**Your goal**
Scan the entries below. Report each line where the string "locomotive" occurs.

(Data to process begins)

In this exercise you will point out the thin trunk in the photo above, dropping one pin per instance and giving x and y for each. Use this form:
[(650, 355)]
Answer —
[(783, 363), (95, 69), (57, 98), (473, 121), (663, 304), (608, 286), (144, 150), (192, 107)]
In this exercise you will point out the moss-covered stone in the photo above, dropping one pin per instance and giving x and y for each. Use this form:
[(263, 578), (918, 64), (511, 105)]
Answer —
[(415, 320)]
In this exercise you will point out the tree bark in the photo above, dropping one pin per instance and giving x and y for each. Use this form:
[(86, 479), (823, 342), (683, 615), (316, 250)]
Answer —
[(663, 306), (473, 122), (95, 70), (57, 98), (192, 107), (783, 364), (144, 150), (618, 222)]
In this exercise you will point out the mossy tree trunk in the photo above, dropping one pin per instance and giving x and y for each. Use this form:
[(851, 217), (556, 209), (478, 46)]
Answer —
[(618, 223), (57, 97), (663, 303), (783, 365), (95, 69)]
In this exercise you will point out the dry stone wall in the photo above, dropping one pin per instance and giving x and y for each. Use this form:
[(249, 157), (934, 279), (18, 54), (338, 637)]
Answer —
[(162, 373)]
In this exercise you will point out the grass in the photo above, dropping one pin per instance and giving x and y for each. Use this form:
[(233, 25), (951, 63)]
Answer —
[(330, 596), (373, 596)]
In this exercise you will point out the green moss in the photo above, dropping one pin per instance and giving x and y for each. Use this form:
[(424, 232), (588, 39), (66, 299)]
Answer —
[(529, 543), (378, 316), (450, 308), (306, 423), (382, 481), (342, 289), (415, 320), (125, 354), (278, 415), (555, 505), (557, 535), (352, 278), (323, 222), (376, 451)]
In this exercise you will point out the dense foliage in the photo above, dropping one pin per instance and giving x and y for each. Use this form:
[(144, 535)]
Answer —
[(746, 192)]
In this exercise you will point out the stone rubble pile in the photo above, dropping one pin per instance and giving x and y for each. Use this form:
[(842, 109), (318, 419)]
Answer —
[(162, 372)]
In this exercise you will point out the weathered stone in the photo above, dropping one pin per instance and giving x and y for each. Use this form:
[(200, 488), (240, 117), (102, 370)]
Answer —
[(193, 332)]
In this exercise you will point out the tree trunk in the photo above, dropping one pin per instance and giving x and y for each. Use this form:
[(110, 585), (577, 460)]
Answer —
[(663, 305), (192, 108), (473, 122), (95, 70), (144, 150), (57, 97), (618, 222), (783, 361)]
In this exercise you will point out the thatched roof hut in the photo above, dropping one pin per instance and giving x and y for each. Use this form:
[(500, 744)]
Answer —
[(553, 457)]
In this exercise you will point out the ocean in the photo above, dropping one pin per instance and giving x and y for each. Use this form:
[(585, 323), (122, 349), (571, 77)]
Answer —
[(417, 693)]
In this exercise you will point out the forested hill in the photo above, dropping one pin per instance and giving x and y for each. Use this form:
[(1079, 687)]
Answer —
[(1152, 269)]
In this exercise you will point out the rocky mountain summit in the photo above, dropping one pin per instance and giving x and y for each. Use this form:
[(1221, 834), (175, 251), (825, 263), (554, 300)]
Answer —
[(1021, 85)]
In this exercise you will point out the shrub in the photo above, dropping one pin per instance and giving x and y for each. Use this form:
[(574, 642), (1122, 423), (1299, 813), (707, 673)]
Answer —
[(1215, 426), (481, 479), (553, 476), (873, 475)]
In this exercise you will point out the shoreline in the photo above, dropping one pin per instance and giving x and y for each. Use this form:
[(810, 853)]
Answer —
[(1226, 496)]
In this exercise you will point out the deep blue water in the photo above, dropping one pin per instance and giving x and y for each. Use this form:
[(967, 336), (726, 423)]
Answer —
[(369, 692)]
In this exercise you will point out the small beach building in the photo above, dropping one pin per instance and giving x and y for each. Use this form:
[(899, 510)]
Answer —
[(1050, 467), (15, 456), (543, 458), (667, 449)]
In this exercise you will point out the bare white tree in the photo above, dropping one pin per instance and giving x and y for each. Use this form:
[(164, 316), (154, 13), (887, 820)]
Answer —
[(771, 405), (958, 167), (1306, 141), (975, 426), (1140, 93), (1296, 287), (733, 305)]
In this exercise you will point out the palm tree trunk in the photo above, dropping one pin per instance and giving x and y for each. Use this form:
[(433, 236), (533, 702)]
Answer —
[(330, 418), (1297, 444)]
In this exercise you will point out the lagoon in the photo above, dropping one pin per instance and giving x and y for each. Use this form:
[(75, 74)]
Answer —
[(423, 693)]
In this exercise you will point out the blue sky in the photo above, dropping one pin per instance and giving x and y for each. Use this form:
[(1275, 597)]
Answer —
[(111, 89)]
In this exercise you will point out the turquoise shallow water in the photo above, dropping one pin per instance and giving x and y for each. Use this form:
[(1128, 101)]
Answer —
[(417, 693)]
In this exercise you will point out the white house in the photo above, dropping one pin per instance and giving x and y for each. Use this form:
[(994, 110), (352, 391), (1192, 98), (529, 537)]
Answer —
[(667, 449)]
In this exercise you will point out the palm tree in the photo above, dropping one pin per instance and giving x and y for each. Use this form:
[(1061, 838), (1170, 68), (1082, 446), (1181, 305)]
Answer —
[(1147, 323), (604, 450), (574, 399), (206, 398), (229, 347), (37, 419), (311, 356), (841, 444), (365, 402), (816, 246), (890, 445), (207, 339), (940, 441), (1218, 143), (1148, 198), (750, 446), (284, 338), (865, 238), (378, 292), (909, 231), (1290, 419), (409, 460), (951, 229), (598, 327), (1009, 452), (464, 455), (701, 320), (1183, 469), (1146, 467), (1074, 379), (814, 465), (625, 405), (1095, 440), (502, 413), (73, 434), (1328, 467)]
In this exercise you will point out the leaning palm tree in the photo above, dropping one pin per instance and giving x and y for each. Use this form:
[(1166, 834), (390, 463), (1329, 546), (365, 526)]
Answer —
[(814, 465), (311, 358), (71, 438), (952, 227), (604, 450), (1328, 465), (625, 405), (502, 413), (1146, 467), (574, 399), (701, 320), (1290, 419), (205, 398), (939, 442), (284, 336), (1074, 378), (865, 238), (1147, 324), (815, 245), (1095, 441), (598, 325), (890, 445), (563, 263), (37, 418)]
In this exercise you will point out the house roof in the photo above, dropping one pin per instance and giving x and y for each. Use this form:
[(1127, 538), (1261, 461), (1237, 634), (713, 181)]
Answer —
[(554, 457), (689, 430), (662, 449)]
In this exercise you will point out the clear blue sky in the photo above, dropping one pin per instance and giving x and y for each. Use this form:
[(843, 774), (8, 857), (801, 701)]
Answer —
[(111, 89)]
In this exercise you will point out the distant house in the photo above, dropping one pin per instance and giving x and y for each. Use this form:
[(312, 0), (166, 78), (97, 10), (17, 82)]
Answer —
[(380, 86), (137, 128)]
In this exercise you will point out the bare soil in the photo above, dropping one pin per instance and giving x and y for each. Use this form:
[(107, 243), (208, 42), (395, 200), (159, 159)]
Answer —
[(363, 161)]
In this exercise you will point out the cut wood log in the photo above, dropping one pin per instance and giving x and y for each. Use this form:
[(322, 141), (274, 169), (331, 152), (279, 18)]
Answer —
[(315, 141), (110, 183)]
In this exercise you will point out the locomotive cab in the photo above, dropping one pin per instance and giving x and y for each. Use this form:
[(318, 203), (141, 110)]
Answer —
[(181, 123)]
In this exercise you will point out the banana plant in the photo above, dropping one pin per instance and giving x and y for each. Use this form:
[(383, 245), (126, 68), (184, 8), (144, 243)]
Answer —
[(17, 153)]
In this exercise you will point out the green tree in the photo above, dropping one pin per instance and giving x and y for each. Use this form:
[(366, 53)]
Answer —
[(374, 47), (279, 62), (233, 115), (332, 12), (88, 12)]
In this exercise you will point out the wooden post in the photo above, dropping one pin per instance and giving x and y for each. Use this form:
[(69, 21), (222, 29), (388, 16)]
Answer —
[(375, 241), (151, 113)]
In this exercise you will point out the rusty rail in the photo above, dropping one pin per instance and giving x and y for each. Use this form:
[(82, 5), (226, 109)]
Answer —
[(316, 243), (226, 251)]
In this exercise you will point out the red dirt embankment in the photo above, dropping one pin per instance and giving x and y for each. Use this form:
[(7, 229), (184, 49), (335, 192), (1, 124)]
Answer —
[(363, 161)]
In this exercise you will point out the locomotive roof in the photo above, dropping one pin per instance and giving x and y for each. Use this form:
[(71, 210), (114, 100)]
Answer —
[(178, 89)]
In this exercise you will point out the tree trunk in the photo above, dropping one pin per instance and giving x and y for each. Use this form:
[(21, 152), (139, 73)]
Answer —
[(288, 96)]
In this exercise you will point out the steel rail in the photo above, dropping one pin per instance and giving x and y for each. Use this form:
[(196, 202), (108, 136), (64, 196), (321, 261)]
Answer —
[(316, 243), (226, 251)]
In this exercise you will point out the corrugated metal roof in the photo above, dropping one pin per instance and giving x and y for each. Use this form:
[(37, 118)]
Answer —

(Data to process ends)

**Answer for the task**
In this exercise you will point out the locomotive cab in the photo above, dropping one pin per instance and giving x and y for each. Use this form:
In this exercise you will point out the locomotive roof in the photo above, dropping one pin per instance and giving x and y for each. Use this form:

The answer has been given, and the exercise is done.